● **Challenge**: Echo the material from its very first line through the line containing "[384,267,422,290]", both included, reproducing each line without any change.

● **Records to process**:
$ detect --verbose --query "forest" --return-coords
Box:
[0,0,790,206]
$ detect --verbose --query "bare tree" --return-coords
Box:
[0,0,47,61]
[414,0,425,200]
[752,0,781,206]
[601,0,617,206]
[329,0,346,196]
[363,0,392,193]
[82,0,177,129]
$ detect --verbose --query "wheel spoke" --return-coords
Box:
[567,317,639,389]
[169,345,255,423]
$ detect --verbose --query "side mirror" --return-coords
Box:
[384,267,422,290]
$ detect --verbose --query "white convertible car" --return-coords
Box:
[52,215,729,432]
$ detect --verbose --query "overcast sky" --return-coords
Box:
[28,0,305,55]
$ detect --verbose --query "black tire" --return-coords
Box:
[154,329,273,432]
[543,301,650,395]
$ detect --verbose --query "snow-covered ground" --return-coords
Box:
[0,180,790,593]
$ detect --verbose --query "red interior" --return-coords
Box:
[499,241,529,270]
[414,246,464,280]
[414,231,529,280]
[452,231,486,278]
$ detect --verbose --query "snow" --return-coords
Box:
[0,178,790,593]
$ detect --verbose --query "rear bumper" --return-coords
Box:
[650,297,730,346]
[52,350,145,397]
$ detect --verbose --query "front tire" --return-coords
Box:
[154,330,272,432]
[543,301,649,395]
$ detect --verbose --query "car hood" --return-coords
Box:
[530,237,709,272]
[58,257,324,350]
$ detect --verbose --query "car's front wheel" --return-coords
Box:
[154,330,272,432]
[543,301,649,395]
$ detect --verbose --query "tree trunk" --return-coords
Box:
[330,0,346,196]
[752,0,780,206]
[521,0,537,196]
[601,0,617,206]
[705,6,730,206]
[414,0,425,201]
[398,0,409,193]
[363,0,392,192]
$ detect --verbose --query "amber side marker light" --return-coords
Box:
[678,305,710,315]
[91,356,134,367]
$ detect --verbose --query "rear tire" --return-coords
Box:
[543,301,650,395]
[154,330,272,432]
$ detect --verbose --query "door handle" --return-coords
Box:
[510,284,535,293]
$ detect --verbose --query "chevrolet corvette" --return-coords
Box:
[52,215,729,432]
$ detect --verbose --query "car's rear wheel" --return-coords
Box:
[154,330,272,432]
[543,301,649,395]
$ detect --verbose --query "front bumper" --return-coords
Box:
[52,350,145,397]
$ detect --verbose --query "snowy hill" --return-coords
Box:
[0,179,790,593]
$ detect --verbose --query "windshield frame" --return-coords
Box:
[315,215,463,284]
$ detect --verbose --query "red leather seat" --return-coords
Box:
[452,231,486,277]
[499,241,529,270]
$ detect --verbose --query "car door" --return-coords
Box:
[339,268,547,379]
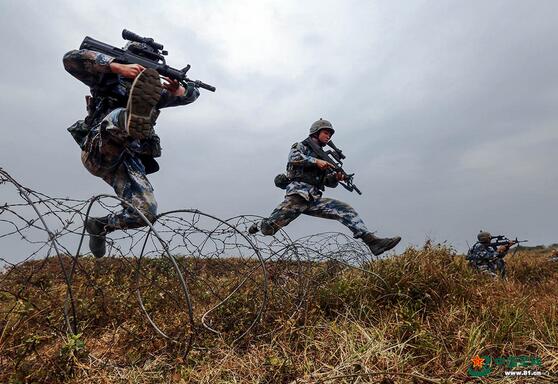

● **Problem solution**:
$ detect --verbose --query "forest" --return-coords
Box:
[0,0,790,206]
$ detect --verbose --query "bare tree" --return-coords
Box:
[0,0,47,61]
[414,0,425,200]
[752,0,781,206]
[601,0,617,206]
[329,0,346,196]
[363,0,392,193]
[82,0,177,129]
$ detect --verbose --query "wheel spoke" --return-coords
Box:
[567,317,639,389]
[169,345,255,423]
$ detect --verbose --query "side mirror" --return-coords
Box:
[384,267,422,290]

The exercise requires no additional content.